Tasks and exercises:
**a)** Answer these questions using the article on vitamin D:
(i) At which institute were the lab tests run?
(ii) Which foods does it name as rich in vitamin D?
(iii) At which university was the sunburn study carried out?
**b)** Using the article on vitamin D, explain in one to three sentences why older people run a greater risk of running short of vitamin D.
**c)** Rewrite the paragraph of the article on vitamin D that begins "They point out that as you get older" as a short list, keeping its main facts.

Text:
────────

Wouldn’t it be great if you could just take a vitamin that would turn on your longevity genes – the part of your DNA that helps you live longer?
Well, guess what. You can!
Research shows that there’s a vitamin that seems able to help your so-called longevity genes perform microscopic tasks that insure cellular survival and produce a potentially longer life expectancy for you.
Every cell in your body contains an identical helping of DNA that determines how the cell makes the proteins and other substances that carry out life’s processes.
And researchers are discovering that certain natural substances can determine the accuracy of the chemical instructions that are doled out to the cell.
When the instructions are garbled, the cell suffers and can die. But keep the messages precisely correct and the cell thrives. Your life expectancy may thrive as well.
The vitamin that keeps DNA function on track – vitamin D.
In lab tests at the Buck Institute for Research on Aging in Novato, California, researchers have found that extra helpings of vitamin D may extend life by up to 33 percent.
According to these researchers, an important part of vitamin D’s anti-aging powers resides in the fact that it may:
- Protect the brain against problems like Parkinson’s and Alzheimer’s disease.
- Keep the heart functioning properly.
- Lower the risk of cancer,
They point out that as you get older, you run a greater risk of running short of vitamin D. Older people may not be eating enough foods rich in vitamin D like fish, egg yolks and mushrooms. And while the skin makes vitamin D from sunlight, many seniors don’t get much sun. And their skin doesn’t make the vitamin very efficiently.
An added factor – the weight gain that often accompanies old age increases body fat and extra fat can lower the body’s vitamin D – though nobody can yet explain why this happens.
According to the Buck researchers, vitamin D keeps cellular DNA on track coordinating the production of properly folded proteins and avoiding harmful, misfolded proteins that are “insoluble.” (Insoluble proteins often build up in cells when we age.)
In the lab tests, says researcher Gordon Lithgow, vitamin D “slowed the aging-related misfolding of hundreds of proteins.”
Ligthgow also points out that misfolded and insoluble proteins have not only been implicated in the development of Alzheimer’s and Parkinson’s disease, but also type 2 diabetes, Huntington’s disease and heart disease.
In other areas of health, researchers are continuing to find unexpected ways vitamin D can help improve aging:
- Reduces inflammation, pain and swelling of sunburn. A study at the Case Western Reserve University shows that taking a large dose of vitamin D an hour after getting a sunburn can make it hurt less and reduce the burn’s complications.
- Makes pain from arthritis, menstrual cramps and chronic back pain more manageable. Tests in Brazil show that getting consistent sleep and vitamin D helps control chronic pain conditions.

────────

(Point localization entries)
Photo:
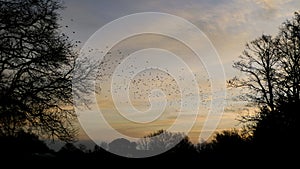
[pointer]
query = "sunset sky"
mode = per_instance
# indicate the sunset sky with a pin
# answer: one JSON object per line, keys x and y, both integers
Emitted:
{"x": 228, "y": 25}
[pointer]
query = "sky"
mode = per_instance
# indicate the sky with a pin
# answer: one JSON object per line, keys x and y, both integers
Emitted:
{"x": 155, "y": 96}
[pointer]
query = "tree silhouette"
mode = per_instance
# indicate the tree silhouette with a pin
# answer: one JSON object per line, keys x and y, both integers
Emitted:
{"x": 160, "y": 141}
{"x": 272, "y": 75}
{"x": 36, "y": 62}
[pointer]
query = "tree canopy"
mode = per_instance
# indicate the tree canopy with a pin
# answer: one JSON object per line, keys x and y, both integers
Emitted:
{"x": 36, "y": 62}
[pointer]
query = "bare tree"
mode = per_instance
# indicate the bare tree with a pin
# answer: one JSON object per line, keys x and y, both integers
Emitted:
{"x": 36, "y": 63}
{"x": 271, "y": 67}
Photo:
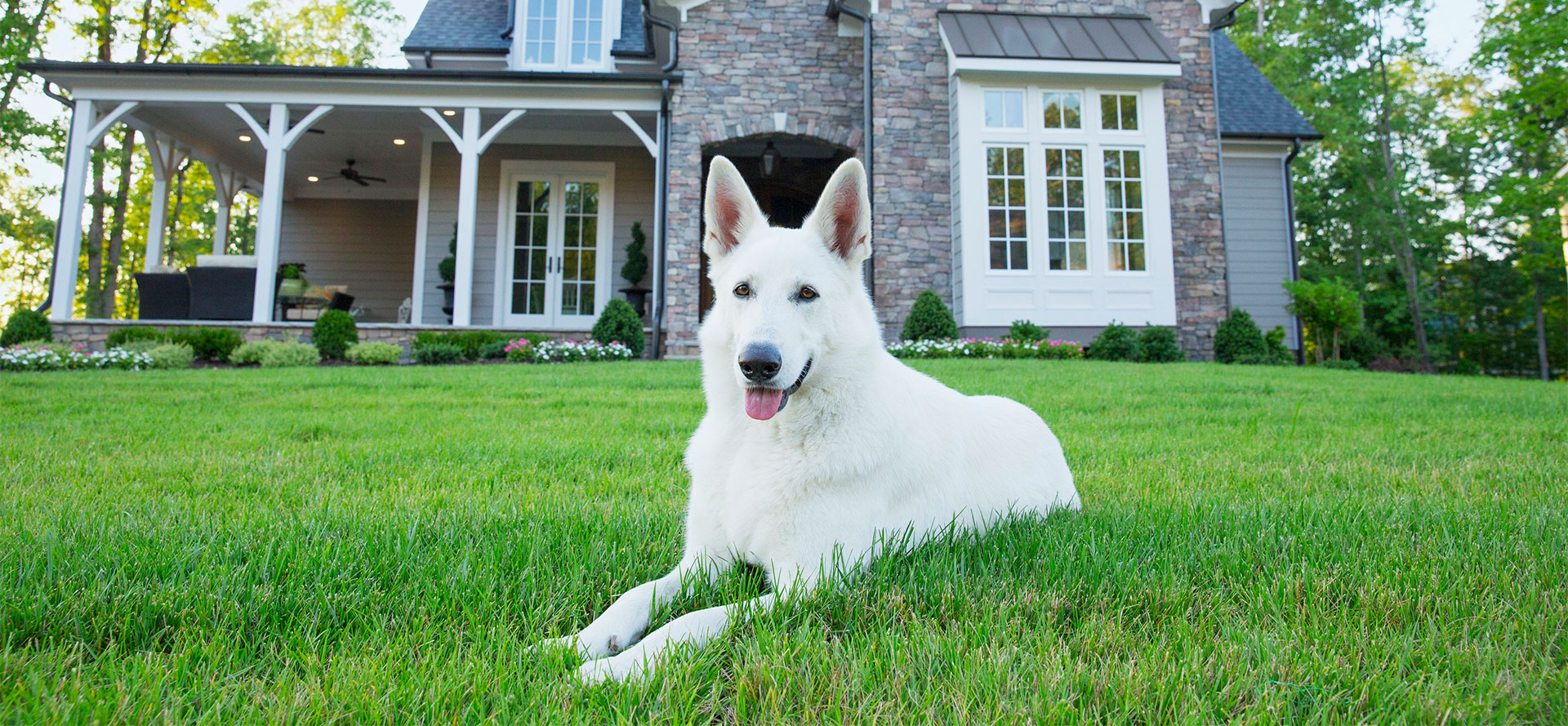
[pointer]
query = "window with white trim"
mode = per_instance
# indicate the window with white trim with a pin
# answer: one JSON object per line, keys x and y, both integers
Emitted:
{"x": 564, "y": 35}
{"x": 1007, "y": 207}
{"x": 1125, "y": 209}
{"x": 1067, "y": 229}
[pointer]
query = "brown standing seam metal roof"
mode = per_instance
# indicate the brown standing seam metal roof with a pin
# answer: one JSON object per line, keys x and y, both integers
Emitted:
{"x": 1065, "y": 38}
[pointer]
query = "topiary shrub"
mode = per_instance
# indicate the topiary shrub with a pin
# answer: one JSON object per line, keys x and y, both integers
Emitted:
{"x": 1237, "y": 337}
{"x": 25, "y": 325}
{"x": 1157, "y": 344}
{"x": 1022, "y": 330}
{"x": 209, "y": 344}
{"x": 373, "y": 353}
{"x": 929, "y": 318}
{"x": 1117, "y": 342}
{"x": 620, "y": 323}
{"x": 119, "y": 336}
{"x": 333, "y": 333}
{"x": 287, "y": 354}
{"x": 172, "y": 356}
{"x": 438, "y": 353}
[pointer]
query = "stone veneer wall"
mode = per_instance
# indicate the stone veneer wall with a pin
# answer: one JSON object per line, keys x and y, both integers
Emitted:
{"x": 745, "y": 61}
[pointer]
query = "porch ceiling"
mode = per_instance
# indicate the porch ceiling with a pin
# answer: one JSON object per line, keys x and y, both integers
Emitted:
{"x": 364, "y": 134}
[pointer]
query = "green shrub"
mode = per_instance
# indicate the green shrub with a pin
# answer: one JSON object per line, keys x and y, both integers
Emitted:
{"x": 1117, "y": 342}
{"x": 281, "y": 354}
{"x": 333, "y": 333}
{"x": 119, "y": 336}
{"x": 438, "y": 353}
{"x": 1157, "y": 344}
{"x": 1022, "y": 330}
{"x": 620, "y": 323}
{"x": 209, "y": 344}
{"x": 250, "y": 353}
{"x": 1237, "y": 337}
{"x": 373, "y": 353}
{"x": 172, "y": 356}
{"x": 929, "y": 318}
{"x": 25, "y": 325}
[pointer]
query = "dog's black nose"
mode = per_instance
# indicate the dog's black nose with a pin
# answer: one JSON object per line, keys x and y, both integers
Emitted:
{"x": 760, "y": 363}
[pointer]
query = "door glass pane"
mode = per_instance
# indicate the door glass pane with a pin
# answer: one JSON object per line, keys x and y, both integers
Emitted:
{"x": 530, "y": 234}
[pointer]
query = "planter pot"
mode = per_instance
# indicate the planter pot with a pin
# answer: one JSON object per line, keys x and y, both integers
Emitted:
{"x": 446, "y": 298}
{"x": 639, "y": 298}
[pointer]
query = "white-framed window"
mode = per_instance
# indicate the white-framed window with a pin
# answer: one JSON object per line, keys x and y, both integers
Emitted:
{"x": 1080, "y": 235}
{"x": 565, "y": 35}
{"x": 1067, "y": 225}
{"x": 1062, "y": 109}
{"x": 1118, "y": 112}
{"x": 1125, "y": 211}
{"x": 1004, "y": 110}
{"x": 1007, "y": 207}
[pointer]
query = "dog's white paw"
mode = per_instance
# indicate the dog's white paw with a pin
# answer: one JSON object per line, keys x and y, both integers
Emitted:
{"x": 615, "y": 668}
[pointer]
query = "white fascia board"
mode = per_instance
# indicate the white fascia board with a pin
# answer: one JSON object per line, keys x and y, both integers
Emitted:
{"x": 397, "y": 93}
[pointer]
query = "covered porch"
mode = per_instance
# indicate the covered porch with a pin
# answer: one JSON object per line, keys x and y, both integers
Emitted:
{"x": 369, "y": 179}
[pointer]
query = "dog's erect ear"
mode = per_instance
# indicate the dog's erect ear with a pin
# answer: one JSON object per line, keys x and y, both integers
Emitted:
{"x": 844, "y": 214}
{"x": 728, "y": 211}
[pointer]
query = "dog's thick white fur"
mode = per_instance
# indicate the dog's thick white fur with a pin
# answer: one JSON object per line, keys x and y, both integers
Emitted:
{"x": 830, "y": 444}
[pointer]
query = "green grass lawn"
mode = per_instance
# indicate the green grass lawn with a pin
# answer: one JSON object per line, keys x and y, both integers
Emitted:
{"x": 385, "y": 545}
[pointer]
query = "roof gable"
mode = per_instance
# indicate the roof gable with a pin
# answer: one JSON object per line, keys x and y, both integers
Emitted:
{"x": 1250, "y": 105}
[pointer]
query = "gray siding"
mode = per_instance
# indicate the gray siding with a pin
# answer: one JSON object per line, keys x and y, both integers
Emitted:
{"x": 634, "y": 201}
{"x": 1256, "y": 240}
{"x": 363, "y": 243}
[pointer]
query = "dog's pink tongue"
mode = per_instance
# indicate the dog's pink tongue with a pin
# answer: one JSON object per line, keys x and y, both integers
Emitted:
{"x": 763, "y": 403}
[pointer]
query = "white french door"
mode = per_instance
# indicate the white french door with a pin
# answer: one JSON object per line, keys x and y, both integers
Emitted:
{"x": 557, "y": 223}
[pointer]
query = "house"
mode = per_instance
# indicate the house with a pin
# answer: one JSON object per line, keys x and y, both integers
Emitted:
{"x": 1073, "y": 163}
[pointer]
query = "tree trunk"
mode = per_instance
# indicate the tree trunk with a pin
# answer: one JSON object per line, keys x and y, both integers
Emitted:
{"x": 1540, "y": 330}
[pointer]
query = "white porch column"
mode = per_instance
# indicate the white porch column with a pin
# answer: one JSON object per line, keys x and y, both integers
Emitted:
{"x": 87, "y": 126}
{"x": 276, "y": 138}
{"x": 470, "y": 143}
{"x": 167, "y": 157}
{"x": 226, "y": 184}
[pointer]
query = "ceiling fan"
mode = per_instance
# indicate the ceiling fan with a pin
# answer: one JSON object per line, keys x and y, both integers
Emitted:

────────

Solutions to the problems:
**a)**
(i) The Buck Institute for Research on Aging in Novato, California
(ii) Fish, egg yolks and mushrooms
(iii) Case Western Reserve University

**b)** Older people may not eat enough foods rich in vitamin D, many get little sun, and their skin makes the vitamin less efficiently. Weight gain with age also adds body fat, and extra fat can lower the body's vitamin D.

**c)**
With age, the risk of running short of vitamin D grows because:
- Older people may not eat enough vitamin D-rich foods such as fish, egg yolks and mushrooms.
- Many seniors get little sun, which the skin uses to make vitamin D.
- Their skin makes the vitamin less efficiently.